• **Short problem**
Write out the rows from the line with "If any car roof" to the line with "left=924, top=301, right=993, bottom=343" again, swapping "named-field style" for "key-value style" and keeping everything else the same. Leave the pictures out.

• **Excerpts of bounding box rows**
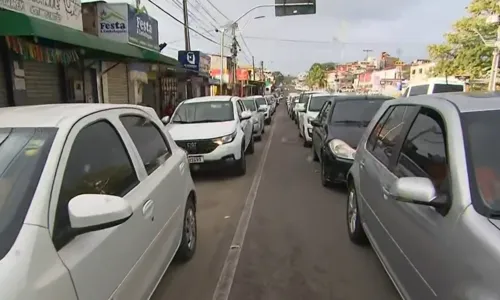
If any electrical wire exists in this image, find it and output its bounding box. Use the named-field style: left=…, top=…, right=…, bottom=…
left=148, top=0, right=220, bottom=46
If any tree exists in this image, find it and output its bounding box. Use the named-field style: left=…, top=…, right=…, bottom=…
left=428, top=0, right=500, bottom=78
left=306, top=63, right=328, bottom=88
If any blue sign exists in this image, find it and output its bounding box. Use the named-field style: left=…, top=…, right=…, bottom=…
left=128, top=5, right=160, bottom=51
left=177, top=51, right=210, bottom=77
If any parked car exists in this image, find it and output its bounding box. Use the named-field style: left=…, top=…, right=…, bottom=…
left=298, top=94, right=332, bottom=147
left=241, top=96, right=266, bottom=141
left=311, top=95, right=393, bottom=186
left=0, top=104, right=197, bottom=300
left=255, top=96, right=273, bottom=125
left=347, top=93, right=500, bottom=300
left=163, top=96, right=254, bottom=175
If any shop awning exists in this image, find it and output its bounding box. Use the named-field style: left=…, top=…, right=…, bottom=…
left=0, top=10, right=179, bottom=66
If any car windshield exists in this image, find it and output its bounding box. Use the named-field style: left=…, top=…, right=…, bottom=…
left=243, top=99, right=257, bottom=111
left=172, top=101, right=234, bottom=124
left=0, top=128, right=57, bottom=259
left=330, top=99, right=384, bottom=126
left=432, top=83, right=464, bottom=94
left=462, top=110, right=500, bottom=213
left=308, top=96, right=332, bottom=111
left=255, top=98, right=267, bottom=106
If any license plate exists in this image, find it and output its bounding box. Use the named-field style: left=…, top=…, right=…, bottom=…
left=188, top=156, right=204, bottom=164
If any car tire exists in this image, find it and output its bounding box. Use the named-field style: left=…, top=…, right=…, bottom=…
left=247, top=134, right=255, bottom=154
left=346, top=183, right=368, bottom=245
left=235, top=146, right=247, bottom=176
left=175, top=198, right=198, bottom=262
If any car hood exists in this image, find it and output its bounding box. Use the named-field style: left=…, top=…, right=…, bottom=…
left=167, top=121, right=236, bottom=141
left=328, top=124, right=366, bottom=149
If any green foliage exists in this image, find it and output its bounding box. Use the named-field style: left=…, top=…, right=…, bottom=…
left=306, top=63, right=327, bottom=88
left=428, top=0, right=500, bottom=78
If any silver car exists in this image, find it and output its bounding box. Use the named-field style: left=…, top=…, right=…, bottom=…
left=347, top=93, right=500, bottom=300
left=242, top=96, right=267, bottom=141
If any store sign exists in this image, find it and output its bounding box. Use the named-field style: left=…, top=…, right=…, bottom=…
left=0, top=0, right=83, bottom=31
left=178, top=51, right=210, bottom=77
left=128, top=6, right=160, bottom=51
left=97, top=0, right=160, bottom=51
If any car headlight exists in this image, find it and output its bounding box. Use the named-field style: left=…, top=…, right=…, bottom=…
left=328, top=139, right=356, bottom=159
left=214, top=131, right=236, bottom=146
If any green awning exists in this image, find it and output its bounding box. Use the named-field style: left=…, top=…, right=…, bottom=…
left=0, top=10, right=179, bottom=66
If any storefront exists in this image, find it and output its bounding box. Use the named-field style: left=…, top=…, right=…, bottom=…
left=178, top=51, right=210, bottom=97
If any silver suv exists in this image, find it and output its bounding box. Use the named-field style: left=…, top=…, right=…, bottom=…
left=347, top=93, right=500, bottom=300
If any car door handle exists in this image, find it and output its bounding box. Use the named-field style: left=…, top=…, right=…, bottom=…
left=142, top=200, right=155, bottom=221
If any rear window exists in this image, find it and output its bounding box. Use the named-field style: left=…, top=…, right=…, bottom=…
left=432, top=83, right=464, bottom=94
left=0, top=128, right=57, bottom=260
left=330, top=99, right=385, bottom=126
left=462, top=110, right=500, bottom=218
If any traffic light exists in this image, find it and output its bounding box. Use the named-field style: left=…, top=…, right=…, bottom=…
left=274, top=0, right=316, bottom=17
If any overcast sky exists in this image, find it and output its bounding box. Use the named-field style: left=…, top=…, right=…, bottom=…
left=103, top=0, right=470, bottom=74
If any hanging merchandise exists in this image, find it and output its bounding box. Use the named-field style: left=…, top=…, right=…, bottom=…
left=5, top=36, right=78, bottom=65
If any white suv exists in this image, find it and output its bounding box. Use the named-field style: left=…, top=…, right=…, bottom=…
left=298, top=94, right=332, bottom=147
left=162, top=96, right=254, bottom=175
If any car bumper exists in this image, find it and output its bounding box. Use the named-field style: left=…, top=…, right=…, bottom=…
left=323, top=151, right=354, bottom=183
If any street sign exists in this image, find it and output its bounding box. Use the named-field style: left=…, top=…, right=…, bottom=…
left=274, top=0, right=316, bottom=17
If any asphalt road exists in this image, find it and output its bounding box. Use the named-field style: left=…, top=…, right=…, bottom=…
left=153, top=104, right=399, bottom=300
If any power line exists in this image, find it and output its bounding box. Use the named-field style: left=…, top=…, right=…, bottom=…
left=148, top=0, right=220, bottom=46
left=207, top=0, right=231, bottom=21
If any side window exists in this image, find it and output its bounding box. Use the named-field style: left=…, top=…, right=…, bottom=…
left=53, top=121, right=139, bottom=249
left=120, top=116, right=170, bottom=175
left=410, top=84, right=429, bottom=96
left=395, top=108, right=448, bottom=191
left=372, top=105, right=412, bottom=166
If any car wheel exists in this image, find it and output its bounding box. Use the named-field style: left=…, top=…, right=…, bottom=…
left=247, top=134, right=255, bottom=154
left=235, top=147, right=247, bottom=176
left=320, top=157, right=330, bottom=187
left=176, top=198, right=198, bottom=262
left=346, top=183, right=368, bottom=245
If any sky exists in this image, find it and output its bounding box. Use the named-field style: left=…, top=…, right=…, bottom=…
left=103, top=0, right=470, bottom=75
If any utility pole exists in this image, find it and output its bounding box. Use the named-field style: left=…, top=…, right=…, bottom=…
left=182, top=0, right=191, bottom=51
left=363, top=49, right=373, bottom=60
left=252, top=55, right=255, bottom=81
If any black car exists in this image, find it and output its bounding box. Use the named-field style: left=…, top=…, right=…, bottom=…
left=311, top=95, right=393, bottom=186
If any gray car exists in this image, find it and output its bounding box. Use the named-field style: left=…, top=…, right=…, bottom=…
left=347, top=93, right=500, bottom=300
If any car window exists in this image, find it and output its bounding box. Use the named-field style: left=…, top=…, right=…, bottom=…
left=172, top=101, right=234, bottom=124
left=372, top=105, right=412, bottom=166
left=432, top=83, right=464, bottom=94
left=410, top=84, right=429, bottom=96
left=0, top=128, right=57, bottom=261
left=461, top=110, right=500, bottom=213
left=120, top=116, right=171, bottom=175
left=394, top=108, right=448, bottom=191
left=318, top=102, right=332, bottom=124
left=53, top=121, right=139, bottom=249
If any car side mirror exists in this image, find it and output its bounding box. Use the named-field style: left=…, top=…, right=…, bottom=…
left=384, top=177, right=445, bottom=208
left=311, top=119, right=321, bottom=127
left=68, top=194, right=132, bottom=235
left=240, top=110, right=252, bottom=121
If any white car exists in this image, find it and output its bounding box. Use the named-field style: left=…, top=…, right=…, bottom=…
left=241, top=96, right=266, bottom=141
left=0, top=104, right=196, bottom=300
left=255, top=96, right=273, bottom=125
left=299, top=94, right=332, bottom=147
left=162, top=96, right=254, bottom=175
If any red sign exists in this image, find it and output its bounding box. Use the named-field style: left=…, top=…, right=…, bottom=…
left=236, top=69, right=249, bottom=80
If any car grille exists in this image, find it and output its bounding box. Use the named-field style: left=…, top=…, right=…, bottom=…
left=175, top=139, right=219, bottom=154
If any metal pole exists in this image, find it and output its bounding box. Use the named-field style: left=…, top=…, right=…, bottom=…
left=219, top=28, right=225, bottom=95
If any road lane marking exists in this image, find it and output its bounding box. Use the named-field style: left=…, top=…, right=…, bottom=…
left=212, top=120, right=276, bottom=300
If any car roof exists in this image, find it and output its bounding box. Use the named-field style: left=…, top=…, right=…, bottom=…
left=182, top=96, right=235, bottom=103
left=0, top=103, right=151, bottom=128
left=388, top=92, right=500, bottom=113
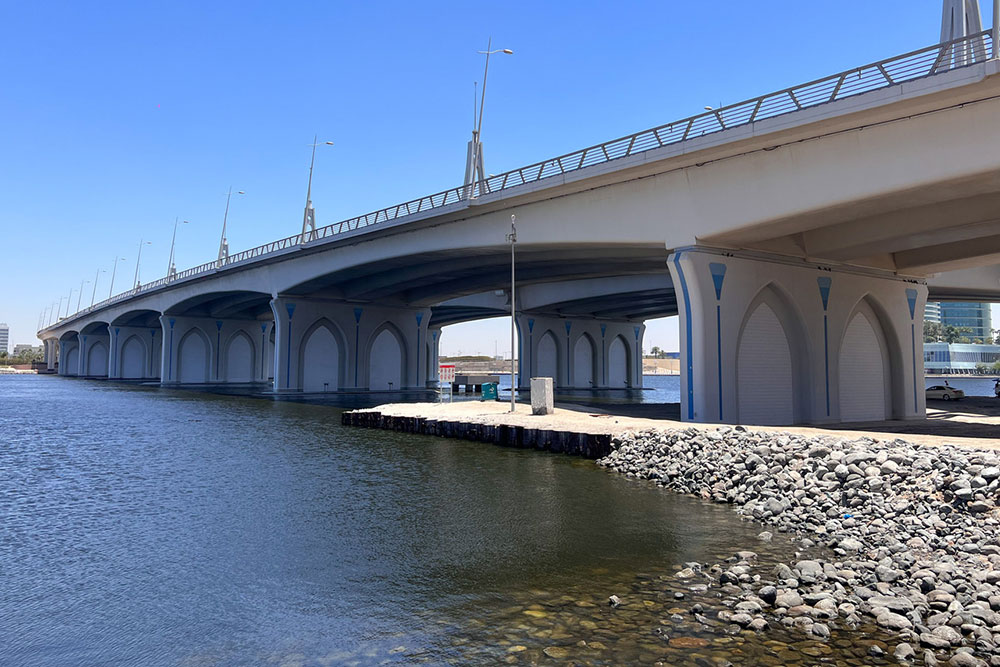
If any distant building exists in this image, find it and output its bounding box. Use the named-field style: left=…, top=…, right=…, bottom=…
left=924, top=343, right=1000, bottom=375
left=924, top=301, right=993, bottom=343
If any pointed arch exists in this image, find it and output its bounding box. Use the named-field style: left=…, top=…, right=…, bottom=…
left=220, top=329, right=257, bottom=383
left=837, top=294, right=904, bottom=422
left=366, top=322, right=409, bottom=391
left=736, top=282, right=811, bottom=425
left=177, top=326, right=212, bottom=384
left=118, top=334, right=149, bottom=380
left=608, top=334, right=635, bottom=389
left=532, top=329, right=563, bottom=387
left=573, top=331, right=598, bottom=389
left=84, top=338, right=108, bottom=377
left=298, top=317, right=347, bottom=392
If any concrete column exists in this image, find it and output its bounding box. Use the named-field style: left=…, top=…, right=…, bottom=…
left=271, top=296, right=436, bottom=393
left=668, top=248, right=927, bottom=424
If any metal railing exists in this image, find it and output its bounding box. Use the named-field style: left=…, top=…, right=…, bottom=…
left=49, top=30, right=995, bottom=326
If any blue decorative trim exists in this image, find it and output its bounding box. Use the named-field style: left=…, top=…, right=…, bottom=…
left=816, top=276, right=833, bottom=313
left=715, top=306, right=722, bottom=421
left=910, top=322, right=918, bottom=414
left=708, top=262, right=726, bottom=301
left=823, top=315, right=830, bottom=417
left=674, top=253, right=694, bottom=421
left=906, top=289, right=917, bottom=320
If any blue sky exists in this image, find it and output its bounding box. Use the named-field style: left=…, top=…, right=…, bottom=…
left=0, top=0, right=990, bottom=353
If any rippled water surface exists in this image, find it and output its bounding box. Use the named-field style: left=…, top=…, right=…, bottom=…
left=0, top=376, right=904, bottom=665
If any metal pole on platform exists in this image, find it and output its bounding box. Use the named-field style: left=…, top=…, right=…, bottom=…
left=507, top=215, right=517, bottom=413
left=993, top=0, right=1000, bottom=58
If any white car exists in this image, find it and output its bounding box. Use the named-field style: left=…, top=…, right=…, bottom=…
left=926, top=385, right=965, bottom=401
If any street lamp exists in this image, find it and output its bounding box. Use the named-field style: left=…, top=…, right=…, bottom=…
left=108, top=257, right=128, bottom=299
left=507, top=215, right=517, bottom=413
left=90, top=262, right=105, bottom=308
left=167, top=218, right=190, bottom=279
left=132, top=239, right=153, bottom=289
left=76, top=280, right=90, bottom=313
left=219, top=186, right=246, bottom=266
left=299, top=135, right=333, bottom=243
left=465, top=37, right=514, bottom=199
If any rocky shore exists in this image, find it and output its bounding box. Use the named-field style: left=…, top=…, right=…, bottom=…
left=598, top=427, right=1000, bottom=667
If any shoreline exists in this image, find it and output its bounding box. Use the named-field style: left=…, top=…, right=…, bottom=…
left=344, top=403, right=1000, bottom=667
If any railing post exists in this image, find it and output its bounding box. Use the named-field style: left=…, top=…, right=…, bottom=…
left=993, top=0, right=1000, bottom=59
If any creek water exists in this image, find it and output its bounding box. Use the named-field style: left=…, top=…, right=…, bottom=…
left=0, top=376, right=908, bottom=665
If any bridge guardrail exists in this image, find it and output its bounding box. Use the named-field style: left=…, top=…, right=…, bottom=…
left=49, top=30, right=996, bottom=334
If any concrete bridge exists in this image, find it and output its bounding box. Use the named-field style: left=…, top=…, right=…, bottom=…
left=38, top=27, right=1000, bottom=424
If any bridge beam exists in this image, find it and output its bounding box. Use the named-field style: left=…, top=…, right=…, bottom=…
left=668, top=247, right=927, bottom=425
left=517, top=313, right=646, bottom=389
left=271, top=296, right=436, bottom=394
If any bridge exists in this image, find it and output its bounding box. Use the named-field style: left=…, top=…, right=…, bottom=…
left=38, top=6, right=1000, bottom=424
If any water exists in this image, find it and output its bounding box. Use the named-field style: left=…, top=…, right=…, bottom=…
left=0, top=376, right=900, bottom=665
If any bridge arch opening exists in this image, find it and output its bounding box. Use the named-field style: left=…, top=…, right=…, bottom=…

• **Output of the task**
If any car roof exists in this image, find it and output its bounding box. Use the key-value style: left=…, top=…, right=…, bottom=…
left=182, top=96, right=235, bottom=103
left=0, top=103, right=151, bottom=128
left=388, top=92, right=500, bottom=113
If any distant building exists in this image, find it and output its bounding box. Use the key-value style: left=…, top=…, right=…, bottom=…
left=924, top=343, right=1000, bottom=375
left=924, top=301, right=993, bottom=343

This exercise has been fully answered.